_DIRECTION_.
Set down, without any change, the lines running from the one that contains "Indicate the window with" through the end of the rows, with both ends included.

Point placement records
- - -

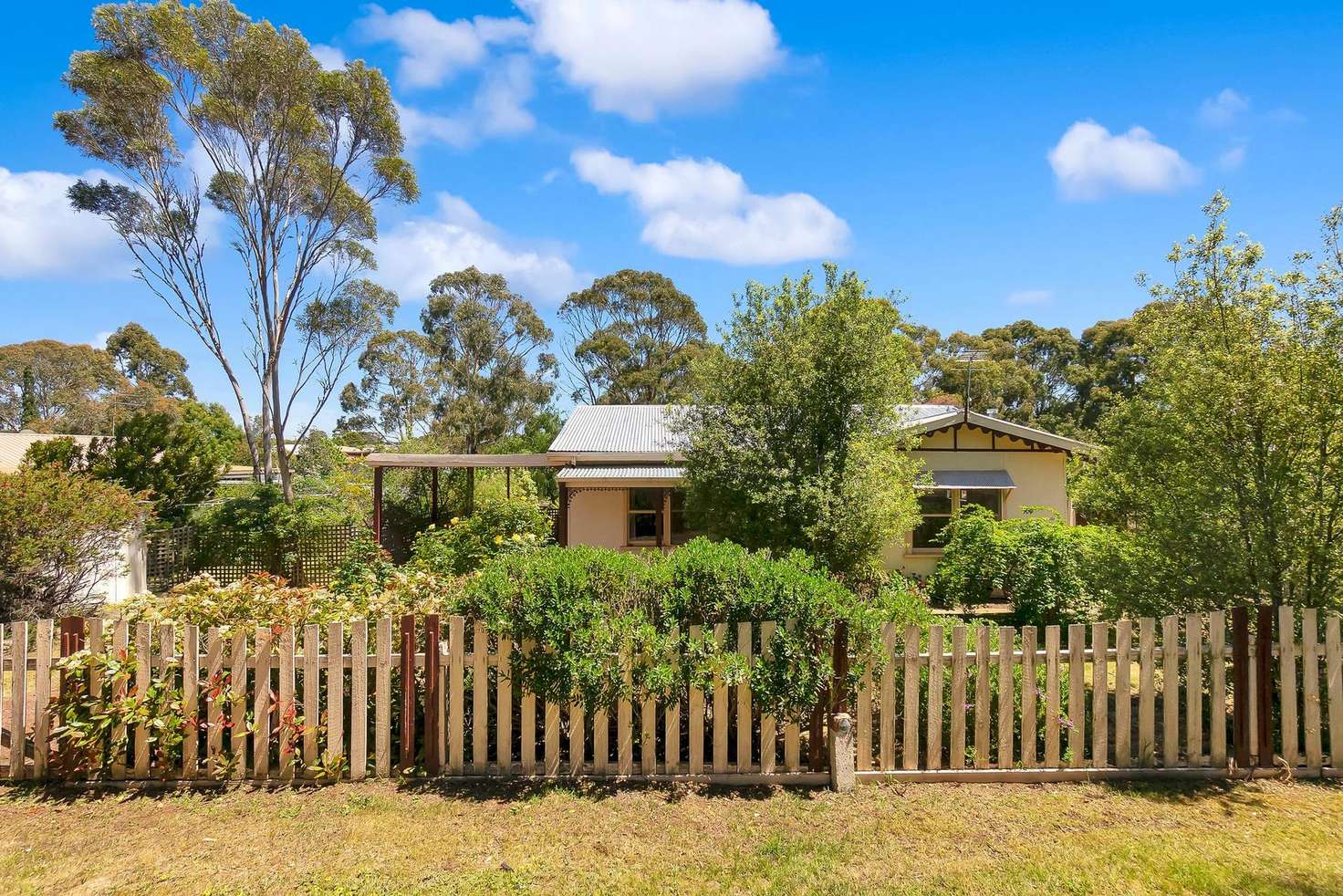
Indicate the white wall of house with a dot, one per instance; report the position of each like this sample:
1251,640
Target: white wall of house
1041,478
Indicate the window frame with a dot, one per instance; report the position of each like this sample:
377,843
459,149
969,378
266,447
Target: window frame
956,504
630,514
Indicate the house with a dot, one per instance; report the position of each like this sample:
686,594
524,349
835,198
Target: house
124,577
619,483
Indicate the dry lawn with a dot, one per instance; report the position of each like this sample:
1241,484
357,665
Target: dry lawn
381,837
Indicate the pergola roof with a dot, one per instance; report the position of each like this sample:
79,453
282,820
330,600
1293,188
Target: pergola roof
458,461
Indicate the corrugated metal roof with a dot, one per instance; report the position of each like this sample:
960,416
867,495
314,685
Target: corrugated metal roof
622,429
646,472
645,429
15,445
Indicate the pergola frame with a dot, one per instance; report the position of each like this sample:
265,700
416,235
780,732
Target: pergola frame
435,463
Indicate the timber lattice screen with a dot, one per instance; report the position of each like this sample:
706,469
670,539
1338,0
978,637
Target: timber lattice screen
1086,700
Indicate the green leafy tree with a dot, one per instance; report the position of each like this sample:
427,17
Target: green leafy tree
172,458
57,387
401,387
145,361
491,343
297,159
1228,460
60,534
793,435
631,340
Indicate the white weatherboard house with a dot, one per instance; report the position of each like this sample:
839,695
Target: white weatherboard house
620,485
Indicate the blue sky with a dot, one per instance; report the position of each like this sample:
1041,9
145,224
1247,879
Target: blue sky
992,164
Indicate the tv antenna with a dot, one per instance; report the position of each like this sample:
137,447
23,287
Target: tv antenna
969,356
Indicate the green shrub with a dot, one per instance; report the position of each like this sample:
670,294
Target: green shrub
591,611
495,528
1053,572
60,534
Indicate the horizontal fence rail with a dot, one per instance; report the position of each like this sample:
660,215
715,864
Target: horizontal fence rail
1186,696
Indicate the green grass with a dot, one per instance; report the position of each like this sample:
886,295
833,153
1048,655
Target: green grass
379,837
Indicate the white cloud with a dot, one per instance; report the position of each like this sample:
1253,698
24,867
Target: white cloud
1232,159
1223,110
418,250
704,210
435,50
498,109
40,235
328,57
637,59
1030,297
1089,162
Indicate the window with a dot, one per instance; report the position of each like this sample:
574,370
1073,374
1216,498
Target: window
936,506
989,498
682,531
643,508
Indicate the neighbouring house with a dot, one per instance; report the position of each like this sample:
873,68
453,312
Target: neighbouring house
620,485
127,575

- - -

_CORRECT ANSWER_.
Indicate the window with a dot, one per instance; report the position of each like this sample:
574,370
1073,374
1216,498
Target: window
936,506
989,498
682,531
643,508
Indicate the neighbouring house with a dot, one per instance; report the position of each like this sample:
873,68
453,312
Target: neighbouring house
620,485
127,575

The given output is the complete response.